§ **Your task**
Display, copied in full, each line of the material below that contains the string "dark".

**** Provided entries ****

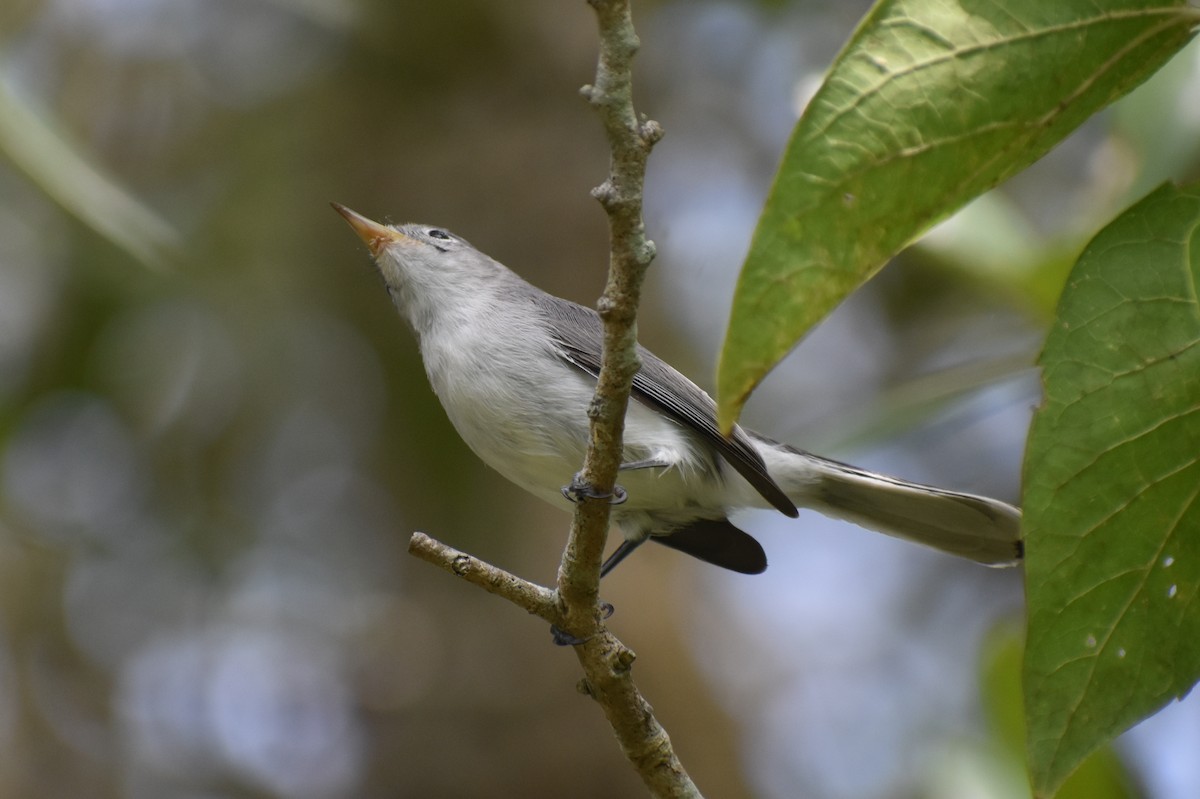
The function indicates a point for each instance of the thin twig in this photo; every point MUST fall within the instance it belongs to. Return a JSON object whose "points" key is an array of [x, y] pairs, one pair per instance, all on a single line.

****
**** Provided entries ****

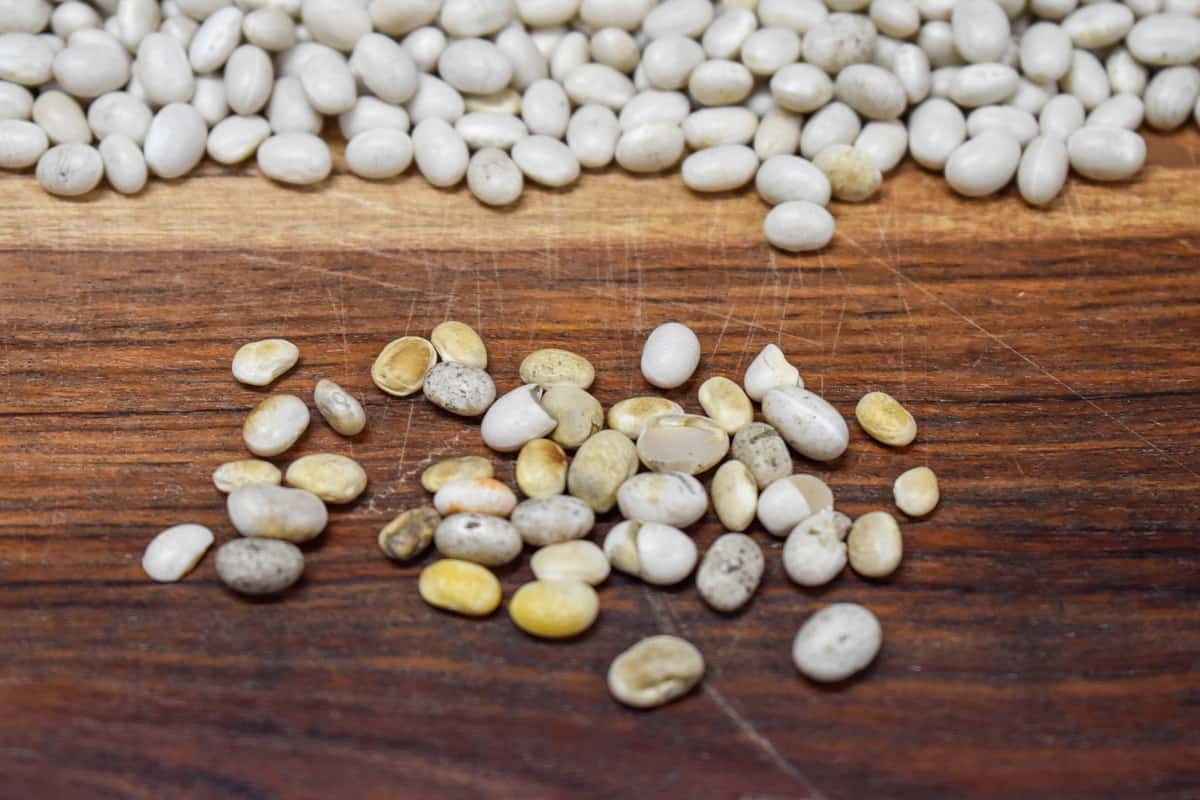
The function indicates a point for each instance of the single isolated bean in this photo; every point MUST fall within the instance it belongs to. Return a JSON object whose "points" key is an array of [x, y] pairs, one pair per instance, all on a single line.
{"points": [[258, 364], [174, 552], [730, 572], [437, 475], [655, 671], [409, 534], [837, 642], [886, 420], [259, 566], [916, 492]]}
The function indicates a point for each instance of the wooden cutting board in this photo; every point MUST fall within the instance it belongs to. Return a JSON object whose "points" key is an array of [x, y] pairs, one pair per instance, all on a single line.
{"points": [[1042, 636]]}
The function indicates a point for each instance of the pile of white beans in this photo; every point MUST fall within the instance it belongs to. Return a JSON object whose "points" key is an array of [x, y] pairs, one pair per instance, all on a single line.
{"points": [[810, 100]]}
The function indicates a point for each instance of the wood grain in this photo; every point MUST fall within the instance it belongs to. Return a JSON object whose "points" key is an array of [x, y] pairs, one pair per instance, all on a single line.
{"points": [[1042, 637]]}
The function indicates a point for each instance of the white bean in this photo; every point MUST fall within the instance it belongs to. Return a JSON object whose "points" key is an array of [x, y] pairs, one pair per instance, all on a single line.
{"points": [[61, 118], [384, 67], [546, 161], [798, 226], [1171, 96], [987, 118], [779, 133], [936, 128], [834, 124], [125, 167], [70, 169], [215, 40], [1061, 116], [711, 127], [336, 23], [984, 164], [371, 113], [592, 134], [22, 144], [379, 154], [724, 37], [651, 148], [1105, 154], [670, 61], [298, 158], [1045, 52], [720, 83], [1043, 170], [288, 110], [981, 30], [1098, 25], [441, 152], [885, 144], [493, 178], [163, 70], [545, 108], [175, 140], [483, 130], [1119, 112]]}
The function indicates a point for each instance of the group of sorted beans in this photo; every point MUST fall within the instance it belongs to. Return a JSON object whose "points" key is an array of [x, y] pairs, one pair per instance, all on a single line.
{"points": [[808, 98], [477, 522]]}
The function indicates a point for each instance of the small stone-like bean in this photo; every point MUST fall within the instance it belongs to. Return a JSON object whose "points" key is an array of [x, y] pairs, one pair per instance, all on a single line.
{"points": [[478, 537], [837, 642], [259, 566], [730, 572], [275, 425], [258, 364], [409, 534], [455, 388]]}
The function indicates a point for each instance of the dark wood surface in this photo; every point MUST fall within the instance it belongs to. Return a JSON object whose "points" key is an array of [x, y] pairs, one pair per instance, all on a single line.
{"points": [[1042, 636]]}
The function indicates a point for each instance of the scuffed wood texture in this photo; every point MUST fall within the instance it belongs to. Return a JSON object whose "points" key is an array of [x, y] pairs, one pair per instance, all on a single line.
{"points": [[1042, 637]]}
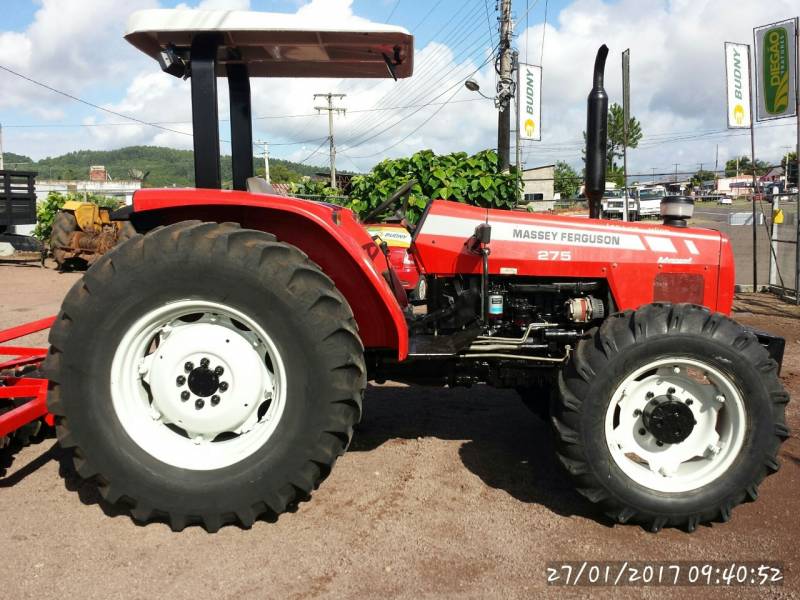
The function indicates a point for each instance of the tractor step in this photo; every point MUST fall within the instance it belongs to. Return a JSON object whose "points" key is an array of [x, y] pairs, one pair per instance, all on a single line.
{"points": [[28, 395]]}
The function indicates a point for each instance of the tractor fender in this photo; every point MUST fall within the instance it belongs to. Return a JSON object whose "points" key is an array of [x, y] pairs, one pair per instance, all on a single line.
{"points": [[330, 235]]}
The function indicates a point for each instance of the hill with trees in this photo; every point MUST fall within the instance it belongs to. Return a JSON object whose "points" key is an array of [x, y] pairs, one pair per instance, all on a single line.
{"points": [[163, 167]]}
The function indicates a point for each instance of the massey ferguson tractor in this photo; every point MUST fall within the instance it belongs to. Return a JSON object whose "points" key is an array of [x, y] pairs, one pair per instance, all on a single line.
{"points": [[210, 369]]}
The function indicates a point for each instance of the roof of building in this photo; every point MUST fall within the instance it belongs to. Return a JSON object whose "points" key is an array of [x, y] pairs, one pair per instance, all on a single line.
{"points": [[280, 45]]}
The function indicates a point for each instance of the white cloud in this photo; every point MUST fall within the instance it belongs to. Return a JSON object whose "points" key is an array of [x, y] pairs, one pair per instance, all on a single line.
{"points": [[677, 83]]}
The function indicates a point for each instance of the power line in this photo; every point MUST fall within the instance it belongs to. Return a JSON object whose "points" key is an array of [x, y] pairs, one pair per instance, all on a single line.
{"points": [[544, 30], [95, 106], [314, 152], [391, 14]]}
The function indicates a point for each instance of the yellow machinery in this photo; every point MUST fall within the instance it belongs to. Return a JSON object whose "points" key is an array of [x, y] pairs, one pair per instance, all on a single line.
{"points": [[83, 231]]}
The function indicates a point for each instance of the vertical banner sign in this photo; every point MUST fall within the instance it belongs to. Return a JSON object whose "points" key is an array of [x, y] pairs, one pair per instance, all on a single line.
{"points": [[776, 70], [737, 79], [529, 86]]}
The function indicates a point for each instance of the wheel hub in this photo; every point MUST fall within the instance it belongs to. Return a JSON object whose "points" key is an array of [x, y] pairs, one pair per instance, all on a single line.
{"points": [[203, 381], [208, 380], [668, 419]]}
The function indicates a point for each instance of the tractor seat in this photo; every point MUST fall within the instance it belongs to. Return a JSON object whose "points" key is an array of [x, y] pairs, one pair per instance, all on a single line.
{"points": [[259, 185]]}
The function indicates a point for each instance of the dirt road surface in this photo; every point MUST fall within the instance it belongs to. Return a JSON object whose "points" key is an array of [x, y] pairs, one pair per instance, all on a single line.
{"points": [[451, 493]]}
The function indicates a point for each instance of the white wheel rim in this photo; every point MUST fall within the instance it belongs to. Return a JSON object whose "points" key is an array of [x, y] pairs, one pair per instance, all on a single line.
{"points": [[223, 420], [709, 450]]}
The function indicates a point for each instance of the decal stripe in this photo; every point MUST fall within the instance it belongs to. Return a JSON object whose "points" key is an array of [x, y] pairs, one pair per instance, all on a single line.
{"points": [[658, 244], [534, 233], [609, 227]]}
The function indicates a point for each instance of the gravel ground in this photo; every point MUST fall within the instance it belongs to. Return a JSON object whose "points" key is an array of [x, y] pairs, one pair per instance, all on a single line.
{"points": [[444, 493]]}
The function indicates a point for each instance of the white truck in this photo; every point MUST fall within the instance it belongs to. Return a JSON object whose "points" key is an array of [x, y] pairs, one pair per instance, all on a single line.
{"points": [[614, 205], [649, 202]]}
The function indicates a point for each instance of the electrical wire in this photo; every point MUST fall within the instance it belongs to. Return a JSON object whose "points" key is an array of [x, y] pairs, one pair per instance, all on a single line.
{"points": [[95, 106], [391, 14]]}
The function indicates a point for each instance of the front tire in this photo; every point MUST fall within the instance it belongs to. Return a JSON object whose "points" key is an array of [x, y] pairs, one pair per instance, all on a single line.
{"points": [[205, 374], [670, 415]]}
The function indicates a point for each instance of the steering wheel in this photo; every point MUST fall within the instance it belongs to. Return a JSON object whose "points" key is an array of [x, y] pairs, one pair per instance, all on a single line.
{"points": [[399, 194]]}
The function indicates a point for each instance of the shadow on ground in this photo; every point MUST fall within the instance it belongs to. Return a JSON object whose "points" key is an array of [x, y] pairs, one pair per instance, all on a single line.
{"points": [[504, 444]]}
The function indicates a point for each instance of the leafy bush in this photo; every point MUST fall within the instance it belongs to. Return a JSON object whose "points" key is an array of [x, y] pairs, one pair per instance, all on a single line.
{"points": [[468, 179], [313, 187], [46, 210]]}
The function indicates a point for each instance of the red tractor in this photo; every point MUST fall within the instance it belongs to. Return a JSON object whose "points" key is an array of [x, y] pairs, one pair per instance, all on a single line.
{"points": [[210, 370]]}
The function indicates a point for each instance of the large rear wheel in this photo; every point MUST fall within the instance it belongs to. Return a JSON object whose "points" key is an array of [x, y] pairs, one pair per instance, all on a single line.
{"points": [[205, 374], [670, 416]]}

****

§ **Finished exercise**
The function indicates a point for each instance of the dark wood surface in this photo; every point MUST fall within the instance it belongs to. Return a JSON object whose "points" key is an array of [x, y] pairs, one pair per instance, all on a single line.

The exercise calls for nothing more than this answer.